Copy all of the material below word for word, changing nothing.

§ GIVEN RECORDS
⟨

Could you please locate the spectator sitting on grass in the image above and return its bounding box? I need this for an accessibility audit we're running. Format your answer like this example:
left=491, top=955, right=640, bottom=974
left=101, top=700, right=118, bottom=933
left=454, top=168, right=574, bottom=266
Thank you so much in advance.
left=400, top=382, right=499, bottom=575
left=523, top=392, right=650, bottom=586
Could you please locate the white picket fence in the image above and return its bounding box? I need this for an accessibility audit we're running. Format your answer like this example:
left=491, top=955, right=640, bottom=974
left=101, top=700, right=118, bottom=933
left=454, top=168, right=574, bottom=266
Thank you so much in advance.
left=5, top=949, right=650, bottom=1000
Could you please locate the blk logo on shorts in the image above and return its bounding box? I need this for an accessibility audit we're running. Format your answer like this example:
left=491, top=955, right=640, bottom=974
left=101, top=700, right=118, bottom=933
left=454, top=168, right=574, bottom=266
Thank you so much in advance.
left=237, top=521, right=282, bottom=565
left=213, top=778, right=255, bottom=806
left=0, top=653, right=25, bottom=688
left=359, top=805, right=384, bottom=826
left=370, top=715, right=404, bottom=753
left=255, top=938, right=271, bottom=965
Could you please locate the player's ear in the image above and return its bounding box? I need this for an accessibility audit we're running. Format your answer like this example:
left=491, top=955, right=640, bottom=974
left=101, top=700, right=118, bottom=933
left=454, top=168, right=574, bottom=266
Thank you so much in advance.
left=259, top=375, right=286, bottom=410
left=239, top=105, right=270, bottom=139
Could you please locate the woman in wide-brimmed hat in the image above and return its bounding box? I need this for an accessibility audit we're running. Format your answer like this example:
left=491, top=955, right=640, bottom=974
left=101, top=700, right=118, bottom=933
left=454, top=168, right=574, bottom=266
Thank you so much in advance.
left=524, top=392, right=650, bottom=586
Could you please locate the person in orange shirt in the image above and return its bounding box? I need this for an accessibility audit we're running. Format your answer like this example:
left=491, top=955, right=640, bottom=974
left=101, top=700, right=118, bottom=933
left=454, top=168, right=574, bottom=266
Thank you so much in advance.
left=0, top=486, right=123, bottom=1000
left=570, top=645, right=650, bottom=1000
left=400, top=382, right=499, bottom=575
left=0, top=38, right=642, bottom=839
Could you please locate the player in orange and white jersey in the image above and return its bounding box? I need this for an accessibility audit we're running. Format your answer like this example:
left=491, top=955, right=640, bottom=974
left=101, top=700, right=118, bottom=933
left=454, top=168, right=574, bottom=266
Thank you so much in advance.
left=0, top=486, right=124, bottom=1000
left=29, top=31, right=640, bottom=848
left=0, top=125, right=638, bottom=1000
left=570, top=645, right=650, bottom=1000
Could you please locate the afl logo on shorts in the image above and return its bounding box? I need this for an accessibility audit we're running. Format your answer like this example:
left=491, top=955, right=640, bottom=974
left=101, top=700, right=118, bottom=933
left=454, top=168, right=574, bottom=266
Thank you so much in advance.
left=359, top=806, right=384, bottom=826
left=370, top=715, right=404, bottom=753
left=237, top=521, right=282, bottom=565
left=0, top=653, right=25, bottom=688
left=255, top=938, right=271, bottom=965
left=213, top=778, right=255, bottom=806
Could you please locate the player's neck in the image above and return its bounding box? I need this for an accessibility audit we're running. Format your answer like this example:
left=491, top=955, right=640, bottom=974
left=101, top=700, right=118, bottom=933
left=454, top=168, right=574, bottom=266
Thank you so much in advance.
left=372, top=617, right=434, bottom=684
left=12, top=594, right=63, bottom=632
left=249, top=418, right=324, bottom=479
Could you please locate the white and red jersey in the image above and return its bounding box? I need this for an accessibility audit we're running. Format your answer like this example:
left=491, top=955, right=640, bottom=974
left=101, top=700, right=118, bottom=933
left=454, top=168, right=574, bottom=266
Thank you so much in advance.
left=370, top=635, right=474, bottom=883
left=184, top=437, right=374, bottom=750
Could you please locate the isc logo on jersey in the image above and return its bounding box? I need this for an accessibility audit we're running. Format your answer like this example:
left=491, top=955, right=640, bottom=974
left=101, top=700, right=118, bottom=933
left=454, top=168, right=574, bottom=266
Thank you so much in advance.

⟩

§ RESPONSE
Could you please locate the spectator sitting on grass in the image above and return its bounding box? I need this for an accessibility audit we're running. Format your answer like this example:
left=491, top=955, right=640, bottom=974
left=101, top=700, right=118, bottom=933
left=454, top=168, right=574, bottom=266
Thank you so much in advance.
left=400, top=382, right=499, bottom=575
left=523, top=392, right=650, bottom=586
Could you please locate the white picket fence in the image above and return its bounding box? I need this for an accessibility audit we're running. Format your answer like this example:
left=491, top=955, right=640, bottom=974
left=101, top=700, right=118, bottom=933
left=454, top=168, right=574, bottom=266
Thank you so much in advance.
left=5, top=949, right=650, bottom=1000
Could you please locate the blk logo on shorts in the image above and return its bounding box? I need this for an accessibility audit we're running. Format your answer like this example:
left=491, top=955, right=640, bottom=974
left=101, top=700, right=118, bottom=933
left=454, top=168, right=574, bottom=266
Thank you so much in advance.
left=237, top=521, right=282, bottom=565
left=213, top=778, right=255, bottom=806
left=0, top=653, right=25, bottom=688
left=359, top=805, right=384, bottom=826
left=370, top=715, right=404, bottom=753
left=255, top=938, right=271, bottom=965
Could you please locate the player's ear in the image above and return its bounding box? I need this for an accessibility audit we're running. Format your answer like this example:
left=491, top=955, right=640, bottom=974
left=101, top=700, right=118, bottom=933
left=454, top=168, right=574, bottom=266
Thank you so much in advance.
left=259, top=375, right=286, bottom=410
left=239, top=105, right=270, bottom=139
Could you please locate the woman in wide-brimmed hat in the image above and return its bounding box? I need this for an accessibility audit we're running. Format your answer like this example:
left=491, top=955, right=640, bottom=974
left=101, top=700, right=118, bottom=933
left=454, top=168, right=574, bottom=266
Thank you so much in advance.
left=524, top=392, right=650, bottom=586
Could you please locate the person in orange shirt in the image above and return its bounding box? I need this for an accessibility audit we're running. Format your answer like this example:
left=491, top=955, right=640, bottom=974
left=101, top=700, right=118, bottom=933
left=454, top=168, right=574, bottom=266
Thank you so much in advance.
left=0, top=486, right=123, bottom=1000
left=570, top=645, right=650, bottom=1000
left=400, top=382, right=499, bottom=575
left=0, top=38, right=642, bottom=839
Could you please locate the player in orange and white jersey in the image above and return its bounding box? I need this for an accessibility audit we're running. Format your answer like this example:
left=491, top=955, right=640, bottom=974
left=101, top=700, right=118, bottom=933
left=454, top=168, right=574, bottom=266
Thank you so much in advance.
left=0, top=486, right=124, bottom=1000
left=29, top=31, right=640, bottom=848
left=0, top=125, right=638, bottom=1000
left=570, top=645, right=650, bottom=1000
Could you please locate the afl logo on shorts in the image above and return its bounding box? I need this for an accessibility audit we're running. Format your answer like this example:
left=491, top=955, right=640, bottom=974
left=101, top=700, right=118, bottom=933
left=454, top=168, right=574, bottom=266
Thank you so much in advance.
left=359, top=806, right=384, bottom=826
left=370, top=715, right=404, bottom=753
left=237, top=521, right=282, bottom=565
left=0, top=653, right=25, bottom=688
left=255, top=938, right=271, bottom=965
left=213, top=778, right=255, bottom=806
Could you please locate the player's neck in the image above and return its bounding box? I need this for an accessibility audit we're running. Format your answer like this example:
left=491, top=955, right=640, bottom=974
left=101, top=700, right=118, bottom=933
left=454, top=168, right=574, bottom=266
Thank you so much in advance.
left=372, top=617, right=434, bottom=684
left=12, top=594, right=63, bottom=632
left=249, top=418, right=324, bottom=479
Could you please locate the white and red jersey in the image above and return its bounding box? I need this for an accessibility audit we're running. Format your answer like this example:
left=491, top=955, right=640, bottom=974
left=101, top=700, right=118, bottom=933
left=454, top=168, right=574, bottom=266
Thank you so much in advance.
left=370, top=635, right=474, bottom=883
left=184, top=437, right=374, bottom=750
Could you please locate the isc logo on jersey in the image above and return its bounding box? I need this for an accessibility audit we're running. Format your answer like this example:
left=491, top=955, right=640, bottom=974
left=101, top=700, right=118, bottom=933
left=454, top=168, right=574, bottom=266
Thank you so much in advance.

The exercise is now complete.